◆ Stored data ◆
------------------------------------

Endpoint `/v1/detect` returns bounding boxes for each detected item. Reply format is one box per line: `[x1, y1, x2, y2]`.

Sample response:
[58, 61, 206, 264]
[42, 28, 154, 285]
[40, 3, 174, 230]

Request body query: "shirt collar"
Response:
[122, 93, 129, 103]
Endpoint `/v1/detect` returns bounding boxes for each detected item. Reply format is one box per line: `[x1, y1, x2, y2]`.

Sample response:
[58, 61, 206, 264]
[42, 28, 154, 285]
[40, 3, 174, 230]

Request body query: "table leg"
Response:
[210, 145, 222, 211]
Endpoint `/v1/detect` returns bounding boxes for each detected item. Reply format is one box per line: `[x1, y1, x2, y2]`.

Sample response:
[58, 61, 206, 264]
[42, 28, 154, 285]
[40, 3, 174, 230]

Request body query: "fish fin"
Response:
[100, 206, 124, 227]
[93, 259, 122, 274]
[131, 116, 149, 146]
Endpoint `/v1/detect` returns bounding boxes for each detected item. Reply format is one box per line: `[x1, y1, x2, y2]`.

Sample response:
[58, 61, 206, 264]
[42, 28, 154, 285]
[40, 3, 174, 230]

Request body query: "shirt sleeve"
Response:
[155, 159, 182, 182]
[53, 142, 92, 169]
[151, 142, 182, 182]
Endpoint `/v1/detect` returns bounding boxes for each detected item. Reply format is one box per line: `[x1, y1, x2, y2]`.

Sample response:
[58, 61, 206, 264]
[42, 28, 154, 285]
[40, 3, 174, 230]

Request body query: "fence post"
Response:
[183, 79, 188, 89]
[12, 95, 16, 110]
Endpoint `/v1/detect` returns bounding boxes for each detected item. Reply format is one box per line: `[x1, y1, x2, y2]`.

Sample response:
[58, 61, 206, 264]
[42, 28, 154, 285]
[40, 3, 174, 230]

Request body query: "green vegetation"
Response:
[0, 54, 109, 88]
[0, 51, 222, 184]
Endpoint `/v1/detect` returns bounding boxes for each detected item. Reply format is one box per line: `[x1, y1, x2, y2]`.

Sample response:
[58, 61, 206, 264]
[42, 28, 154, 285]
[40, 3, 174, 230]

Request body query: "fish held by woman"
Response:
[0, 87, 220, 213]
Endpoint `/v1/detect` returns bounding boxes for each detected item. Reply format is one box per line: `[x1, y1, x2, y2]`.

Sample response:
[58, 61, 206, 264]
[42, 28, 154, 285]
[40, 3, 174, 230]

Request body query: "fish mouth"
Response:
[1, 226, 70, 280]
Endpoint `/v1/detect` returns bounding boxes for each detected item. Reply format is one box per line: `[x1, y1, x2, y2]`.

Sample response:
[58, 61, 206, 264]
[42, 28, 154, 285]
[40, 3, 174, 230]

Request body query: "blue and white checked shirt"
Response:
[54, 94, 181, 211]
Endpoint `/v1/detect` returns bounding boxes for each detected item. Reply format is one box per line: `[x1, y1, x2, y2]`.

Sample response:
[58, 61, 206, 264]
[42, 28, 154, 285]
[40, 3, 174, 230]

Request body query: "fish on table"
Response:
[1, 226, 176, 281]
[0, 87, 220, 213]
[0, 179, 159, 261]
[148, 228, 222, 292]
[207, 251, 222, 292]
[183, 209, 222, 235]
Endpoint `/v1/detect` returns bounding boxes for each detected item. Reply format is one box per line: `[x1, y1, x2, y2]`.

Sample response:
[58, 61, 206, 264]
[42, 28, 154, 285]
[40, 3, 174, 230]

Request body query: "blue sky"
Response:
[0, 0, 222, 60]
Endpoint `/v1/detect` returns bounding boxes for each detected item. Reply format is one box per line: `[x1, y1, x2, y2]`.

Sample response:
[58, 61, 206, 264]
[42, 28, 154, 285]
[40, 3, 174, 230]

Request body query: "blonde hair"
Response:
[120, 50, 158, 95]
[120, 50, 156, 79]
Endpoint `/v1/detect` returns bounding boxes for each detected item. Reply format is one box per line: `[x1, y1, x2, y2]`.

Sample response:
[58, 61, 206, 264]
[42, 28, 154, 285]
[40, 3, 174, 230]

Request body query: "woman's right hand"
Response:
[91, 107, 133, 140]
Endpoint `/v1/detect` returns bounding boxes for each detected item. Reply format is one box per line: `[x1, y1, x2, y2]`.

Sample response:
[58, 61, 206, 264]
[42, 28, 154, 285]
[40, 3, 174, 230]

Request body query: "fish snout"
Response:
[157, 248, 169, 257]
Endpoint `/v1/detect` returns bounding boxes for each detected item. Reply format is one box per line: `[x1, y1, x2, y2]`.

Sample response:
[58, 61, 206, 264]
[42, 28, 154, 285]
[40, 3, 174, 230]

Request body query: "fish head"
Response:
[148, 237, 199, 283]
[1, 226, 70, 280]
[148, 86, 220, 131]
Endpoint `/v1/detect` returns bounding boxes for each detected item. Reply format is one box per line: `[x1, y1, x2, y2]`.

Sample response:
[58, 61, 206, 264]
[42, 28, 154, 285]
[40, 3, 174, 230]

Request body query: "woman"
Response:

------------------------------------

◆ Exercise aim ◆
Update the records by changing "Sample response" to "Example output" wherever it occurs, and write out every line with nothing else altered.

◆ Task solution ◆
Endpoint `/v1/detect` returns bounding boxes for each detected item. Reply format is one box per line: `[x1, y1, x2, y2]`.

Example output:
[58, 61, 206, 264]
[42, 28, 154, 285]
[40, 3, 174, 230]

Request body query: "shirt collar"
Response:
[122, 93, 129, 103]
Endpoint `/v1/detect` returns bounding boxes for each detected item. Reply format is one box per line: `[x1, y1, x2, y2]`.

Example output:
[58, 61, 206, 264]
[42, 28, 154, 285]
[40, 3, 174, 230]

Request body query: "table leg"
Response:
[210, 145, 222, 211]
Endpoint `/v1/detect` returns bounding boxes for each detected item. Reply format is one box per line: `[x1, y1, x2, y2]`.

Example output:
[58, 61, 206, 264]
[42, 28, 154, 285]
[40, 3, 174, 230]

Request body query: "fish fin"
Response:
[100, 206, 124, 227]
[93, 259, 122, 274]
[131, 116, 149, 146]
Endpoint `/v1/detect` returns bounding boxes for each detected item. Reply format is one box per line: `[x1, y1, x2, y2]`.

Example output:
[58, 61, 206, 264]
[42, 28, 154, 285]
[40, 3, 174, 230]

Request body query: "shirt sleeve"
Response:
[155, 159, 182, 182]
[53, 142, 92, 169]
[151, 142, 182, 182]
Endpoint `/v1/detect` returns bounding boxes for each detected item. Reply format is one box per line: `[x1, y1, x2, y2]`.

Example output:
[58, 61, 206, 264]
[42, 28, 154, 285]
[40, 3, 174, 230]

Request body query: "fence post"
Response:
[183, 79, 188, 89]
[12, 95, 16, 110]
Endpoint `/v1/detect` returns bounding boxes for each detected item. Reply format is one box per line: `[x1, y1, x2, y2]`.

Example output:
[58, 61, 206, 264]
[42, 28, 154, 285]
[40, 3, 174, 230]

Request body query: "green vegetation"
Response:
[0, 54, 109, 88]
[0, 51, 222, 184]
Endpoint `/v1/detect` returns bounding boxes for each detected item. Reply format is one box per line: `[x1, y1, x2, y2]`.

Example output:
[58, 61, 206, 264]
[42, 28, 154, 285]
[40, 3, 174, 230]

Request body query: "fish held by woman"
Response:
[0, 87, 220, 213]
Endpoint `/v1/detect` returns bounding boxes for each detected item. Reply format is one box per line: `[x1, y1, x2, y2]`.

Example output:
[58, 61, 206, 264]
[42, 28, 154, 285]
[40, 3, 174, 230]

Request body query: "fish mouth"
Response:
[1, 226, 70, 280]
Endpoint `/v1/detect` returns bounding boxes for each detected item. Reply format is one box per line: `[x1, y1, x2, y2]`.

Example output:
[58, 61, 206, 264]
[42, 28, 154, 285]
[40, 3, 174, 230]

Request body query: "blue and white checked shirt"
Response:
[54, 94, 181, 211]
Endpoint `/v1/detect` returns bounding boxes for each detected item. Reply format is one box per line: `[x1, y1, x2, y2]`.

Example output:
[58, 61, 206, 264]
[42, 28, 154, 285]
[40, 3, 174, 230]

Request body query: "fish on table"
Response:
[1, 226, 176, 281]
[0, 87, 220, 213]
[0, 179, 159, 261]
[148, 228, 222, 292]
[207, 251, 222, 292]
[183, 209, 222, 235]
Endpoint `/v1/detect` returns bounding boxes for each detected item. Reply format is one box per line: `[x1, y1, x2, y2]`.

Example output:
[58, 61, 206, 264]
[42, 28, 154, 285]
[40, 3, 174, 230]

Request body query: "blue sky"
Response:
[0, 0, 222, 60]
Endpoint `/v1/detect` returns bounding boxes for each detected item. Reply format is one box per line: `[x1, y1, x2, y2]`.

Example output:
[58, 61, 206, 264]
[42, 28, 154, 285]
[40, 3, 174, 230]

Request body query: "blonde hair"
Response:
[120, 50, 158, 95]
[120, 50, 156, 79]
Endpoint `/v1/detect` returns bounding boxes for each detected item. Reply format is one box per line: `[x1, y1, x2, y2]`.

Example output:
[58, 61, 206, 264]
[42, 28, 154, 285]
[40, 3, 174, 230]

Request body query: "woman's right hand"
Response:
[91, 107, 133, 140]
Endpoint `/v1/detect` returns bounding boxes for each detected item. Reply format is one box per line: `[x1, y1, x2, y2]`.

Example output:
[58, 61, 206, 264]
[42, 28, 154, 285]
[40, 3, 174, 230]

Request body query: "fish snout"
Response:
[157, 248, 169, 257]
Endpoint `/v1/detect` returns bounding boxes for each detected item. Reply format is one box per line: `[x1, y1, x2, y2]`.

Example output:
[58, 61, 206, 264]
[42, 28, 154, 285]
[40, 3, 174, 230]

Request body query: "fish head"
Response:
[148, 237, 199, 283]
[1, 226, 70, 280]
[148, 86, 220, 131]
Endpoint `/v1/detect` returns bounding boxes for each detected item. Reply format is one box per line: `[x1, y1, x2, y2]`.

Example output:
[58, 61, 206, 264]
[42, 28, 154, 285]
[40, 3, 174, 230]

Request body query: "woman"
Response:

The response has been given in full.